给定问题 A. 将下方数据行中以包含“outline white sky”的一行开头、以包含“83], [369, 83]]]”的一行结尾的部分（首尾两行均含）完整重写，标注要求行照原样保留，只把结果中多边形顶点坐标的每个数值平移 48。答案中不要写入图片。

阅读文本.
______________________________

Trie树

2018-09-06 16:19:17

Trie树，也被称为单词查找树，是一种树形结构。典型应用是用于统计和排序大量的字符串（但不限于字符串），所以经常被搜索引擎用于文本的词频统计。它的优点是可以最大限度的减少无谓字符的比较，查询效率比较高。

Trie的核心思想是空间换时间，利用字符串的公共前缀来降低查询时间的开销以达到提高效率的目的。

它有3个基本性质：

1. 根节点不包含字符，除根节点外每一个节点都只包含一个字符。
2. 从根节点到某一节点，路径上经过的字符连接起来，为该节点对应的字符串。
3. 每个节点的所有子节点包含的字符都不相同。

问题描述：

问题求解：

public class Trie {
    TrieNode root;

    /**
     * Initialize your data structure here.
     */
    public Trie() {
        root = new TrieNode(' ');
    }

    /**
     * Inserts a word into the trie.
     */
    public void insert(String word) {
        TrieNode cur = root;
        for (int i = 0; i < word.length(); i++) {
            if (cur.next[word.charAt(i) - 'a'] == null) {
                cur.next[word.charAt(i) - 'a'] = new TrieNode(word.charAt(i));
            }
            cur = cur.next[word.charAt(i) - 'a'];
        }
        cur.isWord = true;
    }

    /**
     * Returns if the word is in the trie.
     */
    public boolean search(String word) {
        TrieNode cur = root;
        for (int i = 0; i < word.length(); i++) {
            if (cur.next[word.charAt(i) - 'a'] == null) return false;
            cur = cur.next[word.charAt(i) - 'a'];
        }
        return cur.isWord;
    }

    /**
     * Returns if there is any word in the trie that starts with the given prefix.

______________________________

输入数据行.

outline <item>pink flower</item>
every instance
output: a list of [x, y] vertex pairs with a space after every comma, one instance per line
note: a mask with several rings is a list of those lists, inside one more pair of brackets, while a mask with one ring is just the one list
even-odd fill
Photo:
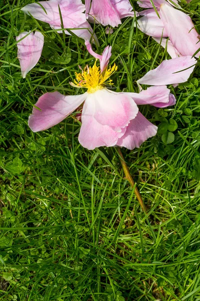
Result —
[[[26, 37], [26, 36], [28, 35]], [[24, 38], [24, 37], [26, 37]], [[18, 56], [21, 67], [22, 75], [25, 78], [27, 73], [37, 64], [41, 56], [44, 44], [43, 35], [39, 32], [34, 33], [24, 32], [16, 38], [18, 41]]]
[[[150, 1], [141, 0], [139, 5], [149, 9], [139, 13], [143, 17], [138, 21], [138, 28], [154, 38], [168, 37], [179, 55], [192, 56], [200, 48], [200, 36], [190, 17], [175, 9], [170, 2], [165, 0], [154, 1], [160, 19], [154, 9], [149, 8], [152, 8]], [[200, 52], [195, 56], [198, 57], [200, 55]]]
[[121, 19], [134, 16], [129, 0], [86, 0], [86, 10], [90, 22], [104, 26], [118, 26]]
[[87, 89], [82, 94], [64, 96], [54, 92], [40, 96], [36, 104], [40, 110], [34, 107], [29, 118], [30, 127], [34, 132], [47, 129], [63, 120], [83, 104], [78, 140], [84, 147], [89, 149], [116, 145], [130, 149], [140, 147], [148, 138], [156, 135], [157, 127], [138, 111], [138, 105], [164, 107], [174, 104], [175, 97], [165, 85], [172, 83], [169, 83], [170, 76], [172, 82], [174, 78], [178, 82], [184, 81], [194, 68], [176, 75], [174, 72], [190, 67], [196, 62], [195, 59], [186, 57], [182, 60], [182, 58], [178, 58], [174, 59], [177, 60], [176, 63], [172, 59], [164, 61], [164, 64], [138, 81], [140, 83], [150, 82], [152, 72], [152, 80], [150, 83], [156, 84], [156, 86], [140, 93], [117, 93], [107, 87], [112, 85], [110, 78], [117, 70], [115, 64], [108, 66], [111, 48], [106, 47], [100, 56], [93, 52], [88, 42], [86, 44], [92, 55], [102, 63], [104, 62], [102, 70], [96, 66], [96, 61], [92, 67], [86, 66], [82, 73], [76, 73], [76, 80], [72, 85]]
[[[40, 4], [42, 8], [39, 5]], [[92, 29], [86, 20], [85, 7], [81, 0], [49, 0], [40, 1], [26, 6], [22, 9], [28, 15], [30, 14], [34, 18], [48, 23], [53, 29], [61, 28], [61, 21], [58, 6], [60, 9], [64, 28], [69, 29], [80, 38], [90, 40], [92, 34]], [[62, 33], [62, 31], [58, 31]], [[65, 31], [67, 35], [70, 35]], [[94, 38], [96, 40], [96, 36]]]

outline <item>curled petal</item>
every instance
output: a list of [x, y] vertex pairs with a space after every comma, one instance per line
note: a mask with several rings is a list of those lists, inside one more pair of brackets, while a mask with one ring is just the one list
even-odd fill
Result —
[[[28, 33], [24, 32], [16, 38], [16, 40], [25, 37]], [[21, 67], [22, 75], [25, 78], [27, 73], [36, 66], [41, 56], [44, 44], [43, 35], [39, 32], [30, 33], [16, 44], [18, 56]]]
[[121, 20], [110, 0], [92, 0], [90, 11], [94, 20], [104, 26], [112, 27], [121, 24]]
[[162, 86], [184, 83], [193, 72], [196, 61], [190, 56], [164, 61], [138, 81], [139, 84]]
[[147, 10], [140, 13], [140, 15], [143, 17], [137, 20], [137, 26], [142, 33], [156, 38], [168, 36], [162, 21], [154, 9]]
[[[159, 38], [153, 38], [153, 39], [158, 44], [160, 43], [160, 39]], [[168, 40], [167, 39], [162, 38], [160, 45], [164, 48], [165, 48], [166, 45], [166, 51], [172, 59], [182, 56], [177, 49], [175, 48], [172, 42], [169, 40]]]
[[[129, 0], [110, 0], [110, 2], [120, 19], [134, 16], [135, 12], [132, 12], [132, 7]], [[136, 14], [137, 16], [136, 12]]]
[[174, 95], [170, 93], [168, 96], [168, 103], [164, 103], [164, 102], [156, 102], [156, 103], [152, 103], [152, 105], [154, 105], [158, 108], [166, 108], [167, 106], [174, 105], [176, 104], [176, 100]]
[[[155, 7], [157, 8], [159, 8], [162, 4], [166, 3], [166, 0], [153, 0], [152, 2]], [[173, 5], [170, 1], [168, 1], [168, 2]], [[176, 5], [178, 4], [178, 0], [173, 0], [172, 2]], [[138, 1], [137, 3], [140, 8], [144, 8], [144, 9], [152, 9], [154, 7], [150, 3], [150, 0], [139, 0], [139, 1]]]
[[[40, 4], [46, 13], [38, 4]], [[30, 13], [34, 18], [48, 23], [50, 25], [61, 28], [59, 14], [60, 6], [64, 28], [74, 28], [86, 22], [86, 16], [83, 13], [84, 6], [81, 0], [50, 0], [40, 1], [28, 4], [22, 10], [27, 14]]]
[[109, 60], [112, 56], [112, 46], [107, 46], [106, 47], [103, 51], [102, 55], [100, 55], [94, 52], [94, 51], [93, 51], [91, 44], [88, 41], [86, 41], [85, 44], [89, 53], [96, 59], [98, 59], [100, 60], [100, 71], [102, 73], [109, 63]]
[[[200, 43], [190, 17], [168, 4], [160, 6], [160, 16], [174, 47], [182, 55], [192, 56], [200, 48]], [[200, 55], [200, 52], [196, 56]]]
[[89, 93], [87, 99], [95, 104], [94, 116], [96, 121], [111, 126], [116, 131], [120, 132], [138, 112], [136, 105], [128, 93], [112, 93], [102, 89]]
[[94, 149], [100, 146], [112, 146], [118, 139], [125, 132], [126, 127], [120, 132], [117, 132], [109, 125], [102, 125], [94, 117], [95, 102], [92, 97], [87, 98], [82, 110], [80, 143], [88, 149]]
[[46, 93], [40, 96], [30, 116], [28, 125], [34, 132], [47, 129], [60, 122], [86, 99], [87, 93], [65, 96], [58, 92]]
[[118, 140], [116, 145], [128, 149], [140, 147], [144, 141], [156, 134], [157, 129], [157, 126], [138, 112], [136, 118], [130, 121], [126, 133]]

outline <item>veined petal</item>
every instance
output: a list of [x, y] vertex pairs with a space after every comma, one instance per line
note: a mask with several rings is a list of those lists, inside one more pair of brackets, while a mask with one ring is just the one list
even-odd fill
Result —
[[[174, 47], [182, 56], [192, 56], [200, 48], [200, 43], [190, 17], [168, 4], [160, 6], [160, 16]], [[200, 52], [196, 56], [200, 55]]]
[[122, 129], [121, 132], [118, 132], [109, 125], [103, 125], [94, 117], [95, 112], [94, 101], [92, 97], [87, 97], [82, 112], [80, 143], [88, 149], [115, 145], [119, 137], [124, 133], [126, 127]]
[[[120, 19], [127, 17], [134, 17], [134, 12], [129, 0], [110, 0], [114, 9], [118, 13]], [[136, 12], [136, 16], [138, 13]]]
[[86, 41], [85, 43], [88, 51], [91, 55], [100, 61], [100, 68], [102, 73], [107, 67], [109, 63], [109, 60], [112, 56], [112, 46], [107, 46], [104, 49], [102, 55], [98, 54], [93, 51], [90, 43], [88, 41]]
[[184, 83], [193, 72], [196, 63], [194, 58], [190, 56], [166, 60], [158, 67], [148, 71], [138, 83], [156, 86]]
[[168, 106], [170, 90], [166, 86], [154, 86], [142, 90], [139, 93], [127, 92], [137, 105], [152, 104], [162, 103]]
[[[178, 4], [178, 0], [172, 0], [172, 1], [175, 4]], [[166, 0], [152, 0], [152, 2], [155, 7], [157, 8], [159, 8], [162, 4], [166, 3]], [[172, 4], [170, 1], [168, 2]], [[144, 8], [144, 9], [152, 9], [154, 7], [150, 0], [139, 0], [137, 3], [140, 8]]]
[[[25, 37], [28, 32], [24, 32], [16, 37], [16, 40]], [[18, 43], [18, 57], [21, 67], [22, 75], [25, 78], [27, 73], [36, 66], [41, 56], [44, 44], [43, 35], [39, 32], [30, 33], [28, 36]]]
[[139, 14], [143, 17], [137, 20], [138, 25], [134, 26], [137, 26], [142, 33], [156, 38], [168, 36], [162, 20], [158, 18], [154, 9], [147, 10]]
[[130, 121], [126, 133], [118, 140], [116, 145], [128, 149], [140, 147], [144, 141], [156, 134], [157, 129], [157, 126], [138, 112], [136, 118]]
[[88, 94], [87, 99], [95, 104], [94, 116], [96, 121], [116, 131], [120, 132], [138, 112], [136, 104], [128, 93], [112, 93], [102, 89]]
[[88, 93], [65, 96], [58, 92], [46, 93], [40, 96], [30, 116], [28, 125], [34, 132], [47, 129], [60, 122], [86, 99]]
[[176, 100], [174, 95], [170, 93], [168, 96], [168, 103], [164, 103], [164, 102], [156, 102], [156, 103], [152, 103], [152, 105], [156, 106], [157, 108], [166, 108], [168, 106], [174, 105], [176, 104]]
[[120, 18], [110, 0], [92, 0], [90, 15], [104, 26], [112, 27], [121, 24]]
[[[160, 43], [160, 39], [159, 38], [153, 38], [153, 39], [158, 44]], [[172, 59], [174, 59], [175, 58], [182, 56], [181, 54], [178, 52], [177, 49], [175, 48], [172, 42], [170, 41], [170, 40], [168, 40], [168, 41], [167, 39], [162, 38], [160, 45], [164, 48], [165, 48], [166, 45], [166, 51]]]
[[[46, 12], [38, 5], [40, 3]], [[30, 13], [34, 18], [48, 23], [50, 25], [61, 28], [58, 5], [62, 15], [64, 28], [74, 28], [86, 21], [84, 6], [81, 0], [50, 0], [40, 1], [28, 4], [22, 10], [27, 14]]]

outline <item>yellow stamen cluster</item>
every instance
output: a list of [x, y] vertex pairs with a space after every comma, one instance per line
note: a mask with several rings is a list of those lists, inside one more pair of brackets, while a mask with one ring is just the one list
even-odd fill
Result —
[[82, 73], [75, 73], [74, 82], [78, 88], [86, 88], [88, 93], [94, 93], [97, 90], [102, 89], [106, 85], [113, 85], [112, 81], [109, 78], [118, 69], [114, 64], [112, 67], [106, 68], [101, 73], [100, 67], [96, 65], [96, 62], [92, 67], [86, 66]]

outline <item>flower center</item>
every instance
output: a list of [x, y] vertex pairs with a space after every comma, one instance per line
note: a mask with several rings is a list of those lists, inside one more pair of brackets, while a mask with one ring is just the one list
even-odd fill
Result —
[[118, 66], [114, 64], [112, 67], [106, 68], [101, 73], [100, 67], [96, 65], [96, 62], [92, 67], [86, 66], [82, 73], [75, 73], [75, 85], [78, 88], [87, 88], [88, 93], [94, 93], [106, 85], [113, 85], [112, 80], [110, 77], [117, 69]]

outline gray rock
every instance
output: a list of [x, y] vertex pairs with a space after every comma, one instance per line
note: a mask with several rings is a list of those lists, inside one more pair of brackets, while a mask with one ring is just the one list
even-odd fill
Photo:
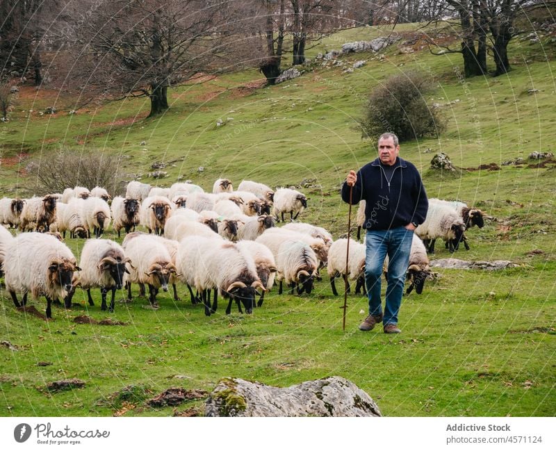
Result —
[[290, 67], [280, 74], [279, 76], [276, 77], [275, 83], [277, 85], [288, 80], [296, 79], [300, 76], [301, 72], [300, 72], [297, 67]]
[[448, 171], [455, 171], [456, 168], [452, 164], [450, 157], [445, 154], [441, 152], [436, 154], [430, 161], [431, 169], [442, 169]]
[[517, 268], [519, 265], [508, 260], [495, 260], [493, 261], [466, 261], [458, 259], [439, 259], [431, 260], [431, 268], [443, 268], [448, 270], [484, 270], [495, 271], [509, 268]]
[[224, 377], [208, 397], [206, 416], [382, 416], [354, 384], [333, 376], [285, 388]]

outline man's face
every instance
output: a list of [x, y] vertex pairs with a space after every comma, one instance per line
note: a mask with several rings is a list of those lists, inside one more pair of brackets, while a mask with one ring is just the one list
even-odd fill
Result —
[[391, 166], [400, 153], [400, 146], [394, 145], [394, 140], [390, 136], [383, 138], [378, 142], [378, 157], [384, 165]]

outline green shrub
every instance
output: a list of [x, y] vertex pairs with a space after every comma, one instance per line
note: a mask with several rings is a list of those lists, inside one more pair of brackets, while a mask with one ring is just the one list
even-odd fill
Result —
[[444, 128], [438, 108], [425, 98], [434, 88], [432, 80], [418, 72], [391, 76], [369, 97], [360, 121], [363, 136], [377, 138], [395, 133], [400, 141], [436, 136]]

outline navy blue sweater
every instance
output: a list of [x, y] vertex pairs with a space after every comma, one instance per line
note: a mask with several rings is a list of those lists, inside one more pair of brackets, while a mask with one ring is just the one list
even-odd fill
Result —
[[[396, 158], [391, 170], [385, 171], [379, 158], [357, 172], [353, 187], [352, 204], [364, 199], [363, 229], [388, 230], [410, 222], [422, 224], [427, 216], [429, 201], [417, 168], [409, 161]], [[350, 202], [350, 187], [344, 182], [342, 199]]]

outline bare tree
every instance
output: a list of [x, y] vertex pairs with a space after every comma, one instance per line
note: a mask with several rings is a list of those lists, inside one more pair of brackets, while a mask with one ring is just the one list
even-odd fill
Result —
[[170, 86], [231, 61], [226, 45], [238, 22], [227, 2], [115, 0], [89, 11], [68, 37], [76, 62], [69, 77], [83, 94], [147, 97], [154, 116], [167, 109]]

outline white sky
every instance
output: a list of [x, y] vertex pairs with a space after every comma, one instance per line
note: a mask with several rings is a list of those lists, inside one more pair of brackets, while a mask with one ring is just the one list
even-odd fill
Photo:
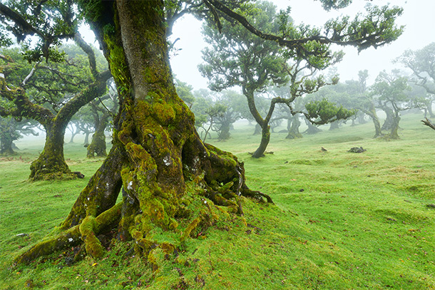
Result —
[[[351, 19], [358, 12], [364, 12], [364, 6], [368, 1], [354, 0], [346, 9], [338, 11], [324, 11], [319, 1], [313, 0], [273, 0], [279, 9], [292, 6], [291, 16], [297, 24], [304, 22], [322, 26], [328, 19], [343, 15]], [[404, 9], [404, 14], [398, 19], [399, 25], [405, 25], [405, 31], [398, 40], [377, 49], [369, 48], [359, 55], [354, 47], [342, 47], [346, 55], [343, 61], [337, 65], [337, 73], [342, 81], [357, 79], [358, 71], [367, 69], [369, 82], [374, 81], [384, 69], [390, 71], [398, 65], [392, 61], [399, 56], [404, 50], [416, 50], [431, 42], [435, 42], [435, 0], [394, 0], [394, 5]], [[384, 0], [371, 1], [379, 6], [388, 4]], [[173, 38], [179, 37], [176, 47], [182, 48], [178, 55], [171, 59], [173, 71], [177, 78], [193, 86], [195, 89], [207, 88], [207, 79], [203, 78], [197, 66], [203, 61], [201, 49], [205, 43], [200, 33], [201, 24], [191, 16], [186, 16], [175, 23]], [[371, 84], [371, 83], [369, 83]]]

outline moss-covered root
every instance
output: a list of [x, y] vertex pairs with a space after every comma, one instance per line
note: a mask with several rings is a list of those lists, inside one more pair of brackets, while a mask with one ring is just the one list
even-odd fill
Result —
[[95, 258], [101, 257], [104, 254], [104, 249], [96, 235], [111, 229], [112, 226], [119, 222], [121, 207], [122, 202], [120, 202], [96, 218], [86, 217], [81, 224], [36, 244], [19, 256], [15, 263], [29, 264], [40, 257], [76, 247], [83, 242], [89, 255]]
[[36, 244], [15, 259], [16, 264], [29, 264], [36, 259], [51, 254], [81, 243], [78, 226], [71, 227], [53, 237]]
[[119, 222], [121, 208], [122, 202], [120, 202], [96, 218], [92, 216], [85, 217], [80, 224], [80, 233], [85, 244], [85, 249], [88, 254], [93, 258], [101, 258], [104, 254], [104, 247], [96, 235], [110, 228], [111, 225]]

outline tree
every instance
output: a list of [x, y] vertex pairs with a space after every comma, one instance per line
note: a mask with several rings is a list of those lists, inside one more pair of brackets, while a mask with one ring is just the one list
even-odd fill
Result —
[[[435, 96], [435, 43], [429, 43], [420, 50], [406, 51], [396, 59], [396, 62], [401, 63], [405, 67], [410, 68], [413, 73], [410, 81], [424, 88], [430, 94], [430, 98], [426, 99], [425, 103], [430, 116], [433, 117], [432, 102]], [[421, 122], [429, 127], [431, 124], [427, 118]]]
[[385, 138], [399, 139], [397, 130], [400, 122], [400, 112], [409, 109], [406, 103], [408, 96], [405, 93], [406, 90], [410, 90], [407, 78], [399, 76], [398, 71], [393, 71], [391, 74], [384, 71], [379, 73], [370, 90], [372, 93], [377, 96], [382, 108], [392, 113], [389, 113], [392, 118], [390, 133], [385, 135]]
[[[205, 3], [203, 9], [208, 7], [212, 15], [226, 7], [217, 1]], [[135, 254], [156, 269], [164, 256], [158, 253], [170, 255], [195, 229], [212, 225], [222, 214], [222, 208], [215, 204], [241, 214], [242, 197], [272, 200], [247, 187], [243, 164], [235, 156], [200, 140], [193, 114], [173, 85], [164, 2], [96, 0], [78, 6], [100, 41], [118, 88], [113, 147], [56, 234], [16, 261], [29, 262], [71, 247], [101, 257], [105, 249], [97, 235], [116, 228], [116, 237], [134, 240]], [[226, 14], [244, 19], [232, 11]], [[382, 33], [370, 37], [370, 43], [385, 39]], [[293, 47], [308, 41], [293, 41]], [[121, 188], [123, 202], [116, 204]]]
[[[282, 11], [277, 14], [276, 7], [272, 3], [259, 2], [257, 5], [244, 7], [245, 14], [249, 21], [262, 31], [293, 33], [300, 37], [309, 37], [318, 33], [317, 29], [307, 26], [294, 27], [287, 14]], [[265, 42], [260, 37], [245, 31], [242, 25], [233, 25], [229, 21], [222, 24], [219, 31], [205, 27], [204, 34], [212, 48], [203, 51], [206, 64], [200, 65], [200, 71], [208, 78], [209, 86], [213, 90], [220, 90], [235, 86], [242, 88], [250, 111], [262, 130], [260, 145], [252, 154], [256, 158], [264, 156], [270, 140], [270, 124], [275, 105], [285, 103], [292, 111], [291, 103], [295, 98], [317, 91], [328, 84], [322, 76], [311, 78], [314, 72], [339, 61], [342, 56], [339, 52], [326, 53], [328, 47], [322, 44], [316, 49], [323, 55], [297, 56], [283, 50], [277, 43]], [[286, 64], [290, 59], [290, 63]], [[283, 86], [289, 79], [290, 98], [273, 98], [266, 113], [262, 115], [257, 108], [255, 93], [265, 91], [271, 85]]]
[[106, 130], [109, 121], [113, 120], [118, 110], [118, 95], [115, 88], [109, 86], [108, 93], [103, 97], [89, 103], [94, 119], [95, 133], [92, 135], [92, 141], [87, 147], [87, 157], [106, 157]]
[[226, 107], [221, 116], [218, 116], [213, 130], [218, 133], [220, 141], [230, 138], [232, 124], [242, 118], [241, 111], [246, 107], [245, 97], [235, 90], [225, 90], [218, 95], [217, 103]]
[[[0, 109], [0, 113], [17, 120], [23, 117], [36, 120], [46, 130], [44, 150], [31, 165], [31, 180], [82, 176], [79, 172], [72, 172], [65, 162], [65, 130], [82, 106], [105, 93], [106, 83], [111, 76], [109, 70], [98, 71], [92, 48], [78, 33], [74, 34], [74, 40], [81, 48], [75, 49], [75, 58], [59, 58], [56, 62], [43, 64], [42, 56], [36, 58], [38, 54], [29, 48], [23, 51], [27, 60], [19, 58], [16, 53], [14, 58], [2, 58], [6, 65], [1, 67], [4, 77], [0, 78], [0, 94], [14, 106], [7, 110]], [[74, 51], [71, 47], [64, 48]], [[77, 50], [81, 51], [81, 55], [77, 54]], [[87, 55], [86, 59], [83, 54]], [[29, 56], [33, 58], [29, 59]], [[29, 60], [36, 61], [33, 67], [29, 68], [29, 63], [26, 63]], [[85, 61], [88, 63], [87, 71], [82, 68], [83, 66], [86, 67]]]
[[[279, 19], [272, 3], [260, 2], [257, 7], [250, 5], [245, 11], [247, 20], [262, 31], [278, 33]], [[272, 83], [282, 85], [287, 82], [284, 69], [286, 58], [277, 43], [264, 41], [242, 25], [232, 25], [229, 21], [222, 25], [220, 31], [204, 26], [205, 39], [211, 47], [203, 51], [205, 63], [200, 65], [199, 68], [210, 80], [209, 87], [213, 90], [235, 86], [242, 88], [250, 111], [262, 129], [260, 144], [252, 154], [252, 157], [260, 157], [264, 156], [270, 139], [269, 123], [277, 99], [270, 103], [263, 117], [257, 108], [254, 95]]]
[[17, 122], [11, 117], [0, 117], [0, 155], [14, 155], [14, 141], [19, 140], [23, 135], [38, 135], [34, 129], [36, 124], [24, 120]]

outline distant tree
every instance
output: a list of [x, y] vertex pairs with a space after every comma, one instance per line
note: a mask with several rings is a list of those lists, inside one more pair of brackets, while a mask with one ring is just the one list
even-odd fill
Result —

______________________________

给定问题 B. 把Trie树一文中以“Trie树，也被称为单词查找树”开头的段落改写成要点列表，保留其主要事实。

解答 A.
outline white sky
every instance
output: a list of [x, y] vertex pairs with a space after every comma, one instance per line
note: a mask with several rings is a list of those lists, inside one more pair of brackets, while a mask with one ring is just the one list
even-odd fill
Photo:
Result —
[[[399, 67], [406, 60], [412, 60], [412, 54], [416, 49], [402, 48], [394, 57], [386, 59], [372, 59], [367, 49], [361, 48], [321, 48], [327, 57], [340, 54], [339, 64], [345, 72], [352, 70], [370, 74], [376, 67], [391, 63]], [[452, 57], [452, 62], [446, 67], [447, 73], [453, 73], [453, 79], [446, 88], [425, 97], [417, 96], [407, 103], [402, 95], [390, 95], [394, 103], [391, 109], [385, 113], [385, 121], [390, 129], [405, 127], [406, 119], [415, 117], [417, 130], [422, 129], [432, 117], [438, 119], [446, 113], [440, 109], [447, 104], [452, 98], [464, 98], [479, 90], [483, 90], [483, 48], [442, 48], [442, 53]], [[432, 48], [419, 49], [427, 54], [436, 52]], [[221, 86], [227, 85], [224, 95], [230, 96], [226, 103], [219, 107], [221, 119], [225, 126], [241, 134], [243, 137], [255, 136], [255, 127], [251, 126], [245, 114], [251, 109], [249, 97], [253, 91], [248, 81], [249, 72], [239, 64], [234, 64], [223, 71]], [[419, 132], [419, 131], [417, 131]]]

解答 B.
- 别名与结构：又称单词查找树，是一种树形结构。
- 典型应用：统计和排序大量字符串（但不限于字符串），常被搜索引擎用于文本词频统计。
- 优点：最大限度地减少无谓的字符比较，查询效率较高。